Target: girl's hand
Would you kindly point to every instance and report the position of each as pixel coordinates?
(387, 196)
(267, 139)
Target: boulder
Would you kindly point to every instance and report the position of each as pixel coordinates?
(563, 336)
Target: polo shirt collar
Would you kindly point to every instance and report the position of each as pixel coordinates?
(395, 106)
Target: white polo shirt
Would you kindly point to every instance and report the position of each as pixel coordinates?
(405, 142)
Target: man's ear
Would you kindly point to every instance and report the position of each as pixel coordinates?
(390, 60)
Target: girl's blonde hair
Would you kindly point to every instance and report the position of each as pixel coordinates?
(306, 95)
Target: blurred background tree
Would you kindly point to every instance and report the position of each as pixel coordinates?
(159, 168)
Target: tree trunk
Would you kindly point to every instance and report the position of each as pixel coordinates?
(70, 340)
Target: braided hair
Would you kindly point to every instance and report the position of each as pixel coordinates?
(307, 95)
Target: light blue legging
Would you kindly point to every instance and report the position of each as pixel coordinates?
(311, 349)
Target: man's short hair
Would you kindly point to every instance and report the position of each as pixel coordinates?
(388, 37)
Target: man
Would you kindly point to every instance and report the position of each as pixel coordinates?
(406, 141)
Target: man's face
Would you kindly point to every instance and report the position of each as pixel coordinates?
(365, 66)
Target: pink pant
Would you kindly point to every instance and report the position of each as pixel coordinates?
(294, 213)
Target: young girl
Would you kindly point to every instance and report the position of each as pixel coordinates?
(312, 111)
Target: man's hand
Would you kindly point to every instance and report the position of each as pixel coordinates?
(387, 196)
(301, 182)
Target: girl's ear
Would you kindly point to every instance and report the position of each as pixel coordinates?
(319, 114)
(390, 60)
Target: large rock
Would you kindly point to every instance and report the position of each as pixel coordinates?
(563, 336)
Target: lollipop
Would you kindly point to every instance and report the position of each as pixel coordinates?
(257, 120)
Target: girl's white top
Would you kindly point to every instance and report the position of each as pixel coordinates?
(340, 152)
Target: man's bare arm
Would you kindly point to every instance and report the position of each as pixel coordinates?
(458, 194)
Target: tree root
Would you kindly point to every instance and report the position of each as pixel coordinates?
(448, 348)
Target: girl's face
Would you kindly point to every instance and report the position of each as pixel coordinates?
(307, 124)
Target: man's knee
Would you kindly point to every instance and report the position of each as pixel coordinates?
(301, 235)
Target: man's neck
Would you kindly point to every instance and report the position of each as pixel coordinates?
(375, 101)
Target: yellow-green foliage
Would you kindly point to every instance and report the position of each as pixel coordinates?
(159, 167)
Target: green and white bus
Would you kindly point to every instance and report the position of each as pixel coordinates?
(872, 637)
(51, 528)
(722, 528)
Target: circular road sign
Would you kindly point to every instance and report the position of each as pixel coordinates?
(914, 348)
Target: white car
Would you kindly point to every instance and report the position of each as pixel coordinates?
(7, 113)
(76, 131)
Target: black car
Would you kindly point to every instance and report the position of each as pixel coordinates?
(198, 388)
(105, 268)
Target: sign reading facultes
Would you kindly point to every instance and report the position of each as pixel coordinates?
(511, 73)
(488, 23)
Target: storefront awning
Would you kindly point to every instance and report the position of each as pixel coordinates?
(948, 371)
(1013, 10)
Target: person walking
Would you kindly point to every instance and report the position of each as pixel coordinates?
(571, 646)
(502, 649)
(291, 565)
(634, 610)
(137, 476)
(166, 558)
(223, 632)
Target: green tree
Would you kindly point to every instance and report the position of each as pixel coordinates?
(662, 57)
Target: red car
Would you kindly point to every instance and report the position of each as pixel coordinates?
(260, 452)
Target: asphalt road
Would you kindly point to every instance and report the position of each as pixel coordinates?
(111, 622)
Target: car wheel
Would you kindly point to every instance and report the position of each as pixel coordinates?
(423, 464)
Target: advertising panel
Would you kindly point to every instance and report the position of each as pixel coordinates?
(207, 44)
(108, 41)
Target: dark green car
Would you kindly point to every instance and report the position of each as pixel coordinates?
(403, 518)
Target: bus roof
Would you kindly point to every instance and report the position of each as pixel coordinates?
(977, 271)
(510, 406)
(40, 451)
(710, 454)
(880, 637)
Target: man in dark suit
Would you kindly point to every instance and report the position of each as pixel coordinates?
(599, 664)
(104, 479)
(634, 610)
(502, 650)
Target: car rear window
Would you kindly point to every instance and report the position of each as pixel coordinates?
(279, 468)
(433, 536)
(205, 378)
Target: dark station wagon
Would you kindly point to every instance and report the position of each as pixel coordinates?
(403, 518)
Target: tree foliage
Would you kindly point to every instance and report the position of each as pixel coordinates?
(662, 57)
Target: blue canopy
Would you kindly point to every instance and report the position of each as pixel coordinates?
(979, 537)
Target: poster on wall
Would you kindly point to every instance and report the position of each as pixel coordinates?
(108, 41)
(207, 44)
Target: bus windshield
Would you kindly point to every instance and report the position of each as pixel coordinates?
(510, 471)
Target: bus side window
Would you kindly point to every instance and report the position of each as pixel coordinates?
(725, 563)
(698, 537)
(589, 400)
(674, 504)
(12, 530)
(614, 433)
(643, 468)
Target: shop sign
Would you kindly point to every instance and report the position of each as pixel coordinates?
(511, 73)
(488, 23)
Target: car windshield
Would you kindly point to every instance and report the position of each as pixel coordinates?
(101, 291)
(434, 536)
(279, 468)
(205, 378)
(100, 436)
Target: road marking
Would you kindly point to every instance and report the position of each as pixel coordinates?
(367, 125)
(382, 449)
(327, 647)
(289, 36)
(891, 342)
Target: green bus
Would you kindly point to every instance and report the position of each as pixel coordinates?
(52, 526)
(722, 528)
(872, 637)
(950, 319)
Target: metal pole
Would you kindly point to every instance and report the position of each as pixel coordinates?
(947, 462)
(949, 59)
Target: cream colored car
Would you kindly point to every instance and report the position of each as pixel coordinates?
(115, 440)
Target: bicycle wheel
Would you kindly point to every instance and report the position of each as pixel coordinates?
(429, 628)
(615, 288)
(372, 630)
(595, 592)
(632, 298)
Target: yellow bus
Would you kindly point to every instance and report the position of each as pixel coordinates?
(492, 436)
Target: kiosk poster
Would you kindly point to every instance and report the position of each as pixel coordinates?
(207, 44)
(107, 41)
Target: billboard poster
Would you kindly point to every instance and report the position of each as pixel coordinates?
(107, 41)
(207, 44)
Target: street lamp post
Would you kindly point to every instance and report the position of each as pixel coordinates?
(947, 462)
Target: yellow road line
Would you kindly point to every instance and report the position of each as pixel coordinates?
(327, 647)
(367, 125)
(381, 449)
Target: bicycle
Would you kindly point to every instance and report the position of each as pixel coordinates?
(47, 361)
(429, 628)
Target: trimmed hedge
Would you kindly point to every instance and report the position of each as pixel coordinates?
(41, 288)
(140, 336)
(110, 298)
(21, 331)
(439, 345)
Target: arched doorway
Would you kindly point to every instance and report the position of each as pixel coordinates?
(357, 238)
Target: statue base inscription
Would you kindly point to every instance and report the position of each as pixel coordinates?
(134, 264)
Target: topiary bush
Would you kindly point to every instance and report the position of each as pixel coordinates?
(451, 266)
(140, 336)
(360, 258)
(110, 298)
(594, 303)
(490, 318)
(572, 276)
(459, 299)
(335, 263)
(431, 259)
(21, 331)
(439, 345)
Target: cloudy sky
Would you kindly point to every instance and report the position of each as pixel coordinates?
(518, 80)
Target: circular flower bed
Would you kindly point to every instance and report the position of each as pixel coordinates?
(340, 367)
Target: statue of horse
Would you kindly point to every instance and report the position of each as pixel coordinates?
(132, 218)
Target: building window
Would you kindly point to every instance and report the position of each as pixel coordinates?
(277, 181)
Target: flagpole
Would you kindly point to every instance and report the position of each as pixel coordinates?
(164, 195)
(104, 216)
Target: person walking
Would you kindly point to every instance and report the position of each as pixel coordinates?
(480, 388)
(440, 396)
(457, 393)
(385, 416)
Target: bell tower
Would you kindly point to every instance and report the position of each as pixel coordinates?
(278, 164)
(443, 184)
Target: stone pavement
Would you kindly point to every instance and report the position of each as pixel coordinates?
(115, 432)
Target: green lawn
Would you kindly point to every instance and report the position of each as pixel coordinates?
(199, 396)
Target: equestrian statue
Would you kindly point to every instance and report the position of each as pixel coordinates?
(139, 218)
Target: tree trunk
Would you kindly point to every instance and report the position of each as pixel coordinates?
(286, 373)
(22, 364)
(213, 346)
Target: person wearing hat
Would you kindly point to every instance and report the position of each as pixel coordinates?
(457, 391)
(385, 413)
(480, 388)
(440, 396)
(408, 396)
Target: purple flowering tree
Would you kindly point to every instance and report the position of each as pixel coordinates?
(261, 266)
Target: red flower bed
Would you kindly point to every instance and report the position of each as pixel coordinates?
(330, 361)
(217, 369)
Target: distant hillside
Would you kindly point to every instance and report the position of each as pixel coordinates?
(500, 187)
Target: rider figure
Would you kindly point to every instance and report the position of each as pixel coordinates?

_ _ _ _ _

## Work to complete
In the listing above, locate the line containing "Target: bus side window" and the line containing "Target: car windshield", then transcribe both and every line between them verbatim.

## Solved problem
Target: bus side window
Would you kindly point to every instance and report the position of each as pixel coordinates?
(725, 563)
(698, 537)
(589, 400)
(674, 504)
(12, 530)
(614, 433)
(643, 468)
Target: shop sign
Would you kindly point to every instance and report the position of each as pixel coordinates?
(511, 73)
(488, 23)
Target: car windshield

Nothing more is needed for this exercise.